▸ **Activity**
Line count for "instance": give how many lines in the data below contain it, with no other words.
━━━━━ Source data
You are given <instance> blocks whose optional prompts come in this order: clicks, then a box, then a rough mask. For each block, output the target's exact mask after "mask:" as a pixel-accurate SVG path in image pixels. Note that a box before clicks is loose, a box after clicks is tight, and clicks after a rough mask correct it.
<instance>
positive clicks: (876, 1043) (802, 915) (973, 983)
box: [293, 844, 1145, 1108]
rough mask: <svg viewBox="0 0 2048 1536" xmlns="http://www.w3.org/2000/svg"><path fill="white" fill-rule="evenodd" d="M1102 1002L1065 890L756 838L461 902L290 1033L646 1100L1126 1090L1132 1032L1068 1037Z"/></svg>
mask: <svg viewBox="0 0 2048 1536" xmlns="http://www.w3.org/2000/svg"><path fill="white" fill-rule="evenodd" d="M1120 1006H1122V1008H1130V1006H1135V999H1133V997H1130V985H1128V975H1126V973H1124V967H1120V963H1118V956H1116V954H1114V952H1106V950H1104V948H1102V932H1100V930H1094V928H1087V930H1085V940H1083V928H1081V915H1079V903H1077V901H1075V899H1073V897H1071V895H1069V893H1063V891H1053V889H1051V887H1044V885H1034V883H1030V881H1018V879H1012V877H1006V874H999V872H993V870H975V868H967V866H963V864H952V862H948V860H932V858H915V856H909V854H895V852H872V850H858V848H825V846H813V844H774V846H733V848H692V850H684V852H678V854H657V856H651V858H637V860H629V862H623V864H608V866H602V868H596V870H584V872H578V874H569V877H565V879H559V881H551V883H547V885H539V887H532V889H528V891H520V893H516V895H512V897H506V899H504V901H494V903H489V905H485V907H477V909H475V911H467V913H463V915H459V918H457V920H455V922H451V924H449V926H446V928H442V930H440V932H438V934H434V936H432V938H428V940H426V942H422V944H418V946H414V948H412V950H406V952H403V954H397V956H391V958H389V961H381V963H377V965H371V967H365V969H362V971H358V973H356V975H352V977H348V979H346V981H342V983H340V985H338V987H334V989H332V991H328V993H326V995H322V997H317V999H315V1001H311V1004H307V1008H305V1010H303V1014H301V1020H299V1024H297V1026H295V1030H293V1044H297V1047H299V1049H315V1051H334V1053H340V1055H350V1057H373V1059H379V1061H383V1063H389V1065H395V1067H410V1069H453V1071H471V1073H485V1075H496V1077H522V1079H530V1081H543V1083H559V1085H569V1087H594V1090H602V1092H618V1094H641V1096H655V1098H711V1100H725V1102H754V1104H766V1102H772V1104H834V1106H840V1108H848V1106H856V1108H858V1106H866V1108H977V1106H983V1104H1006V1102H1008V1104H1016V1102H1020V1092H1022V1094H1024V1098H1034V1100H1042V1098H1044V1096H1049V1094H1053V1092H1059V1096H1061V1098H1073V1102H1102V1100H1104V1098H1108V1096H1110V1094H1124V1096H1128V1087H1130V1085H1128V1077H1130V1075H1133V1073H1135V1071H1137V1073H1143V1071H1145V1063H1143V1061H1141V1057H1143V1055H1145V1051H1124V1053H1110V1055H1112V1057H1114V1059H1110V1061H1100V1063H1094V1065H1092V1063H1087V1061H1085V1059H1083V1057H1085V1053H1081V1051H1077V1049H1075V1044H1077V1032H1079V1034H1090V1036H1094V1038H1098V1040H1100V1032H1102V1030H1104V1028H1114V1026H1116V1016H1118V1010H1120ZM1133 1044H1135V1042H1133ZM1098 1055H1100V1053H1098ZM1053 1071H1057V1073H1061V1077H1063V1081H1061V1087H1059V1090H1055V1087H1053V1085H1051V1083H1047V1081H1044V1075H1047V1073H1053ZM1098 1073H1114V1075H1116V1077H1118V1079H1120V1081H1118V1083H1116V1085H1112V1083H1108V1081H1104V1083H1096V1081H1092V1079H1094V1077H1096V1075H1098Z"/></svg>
━━━━━━━━━━
▸ **Solution**
2